_EXERCISE REQUIREMENTS:_
(A) According to the cholera passage, what bacterium causes cholera?
(B) Rewrite the stretch of the cholera passage from "Despite being easy" through "and living conditions.", putting "lasting" in place of "long-term".
(C) Extend the passage about cholera from where it stops.

_PASSAGE TO READ:_
= = =

Cholera is an acute epidemic infectious disease. It is characterized by watery diarrhea, extreme loss of fluid and electrolytes, and severe dehydration. It can be fatal.
It is caused by the bacterium Vibrio cholera (V. cholera).
Despite being easy to treat, cholera is estimated to affect between 3 and 5 million people each year, and it causes over 100,000 deaths worldwide.
Due to severe dehydration, fatality rates are high when untreated, especially among children and infants. Death can occur in otherwise healthy adults within hours. Those who recover usually have long-term immunity against re-infection.
Cholera was prevalent in the United States in the 1800s, but now it is rare because there are well-developed sanitary systems and living conditions.
When traveling to Asia, Africa and some parts of Latin America, however, people need to protect themselves against cholera by having the appropriate vaccinations beforehand, drinking only water that is boiled or from a sealed bottle and following good handwashing practices.
What is cholera?

= = =

(Spatial localization data)
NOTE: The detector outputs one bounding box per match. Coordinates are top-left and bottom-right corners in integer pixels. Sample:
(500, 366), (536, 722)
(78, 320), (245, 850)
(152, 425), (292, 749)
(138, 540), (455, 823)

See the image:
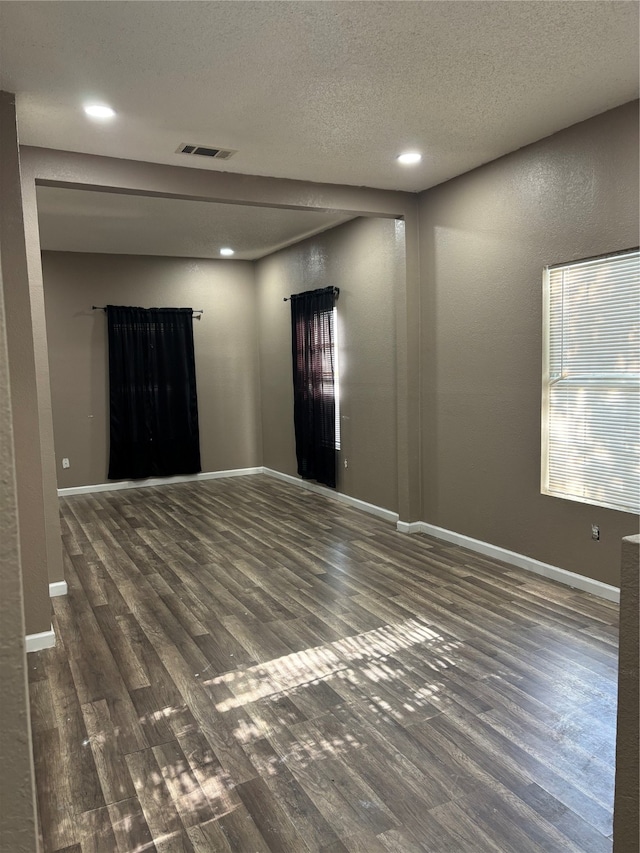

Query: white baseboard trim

= = =

_SET OF ANSWERS:_
(A) Vibrio cholera (V. cholera)

(B)
Despite being easy to treat, cholera is estimated to affect between 3 and 5 million people each year, and it causes over 100,000 deaths worldwide.
Due to severe dehydration, fatality rates are high when untreated, especially among children and infants. Death can occur in otherwise healthy adults within hours. Those who recover usually have lasting immunity against re-infection.
Cholera was prevalent in the United States in the 1800s, but now it is rare because there are well-developed sanitary systems and living conditions.

(C)
Diarrhea is the key symptom of cholera.
The cause of cholera is infection by the V. cholera bacteria. These bacteria were discovered in 1883.
The German bacteriologist, Robert Koch (1843-1910), studied the disease during an epidemic in Egypt. He found a bacterium in the intestines of those who had died of cholera but could neither isolate the organism nor infect animals with it.
Later that year, Koch went to India, where he succeeded in isolating the bacteria. He discovered that they thrived in damp, dirty linen and moist earth, and in the stools of patients with the disease.
V. cholera bacteria live in shallow, salty water on microscopic crustaceans. They can also exist as colonies of biofilms that coat the surface of the water, plants, stones, shells, and similar items, and they can live among the eggs of midges, which serve as a reservoir for cholera bacteria.
Toxic strains of cholera bacteria produce a poison that triggers violent diarrhea in humans.
When the bacteria enter areas where humans live, they can quickly cause severe epidemics. Weather changes, population loss, and improved sanitation can all end an outbreak.
Only around 1 in 20 cholera infections are severe, and a high percentage of infected people show no symptoms.
If symptoms appear, they will do so between 12 hours and 5 days after exposure. They range from mild or asymptomatic to severe.
They typically include:
large volumes of explosive watery diarrhea, sometimes called “rice water stools” because it can look like water that has been used to wash rice
A person with cholera can quickly lose fluids, up to 20 liters a day, so severe dehydration and shock can occur.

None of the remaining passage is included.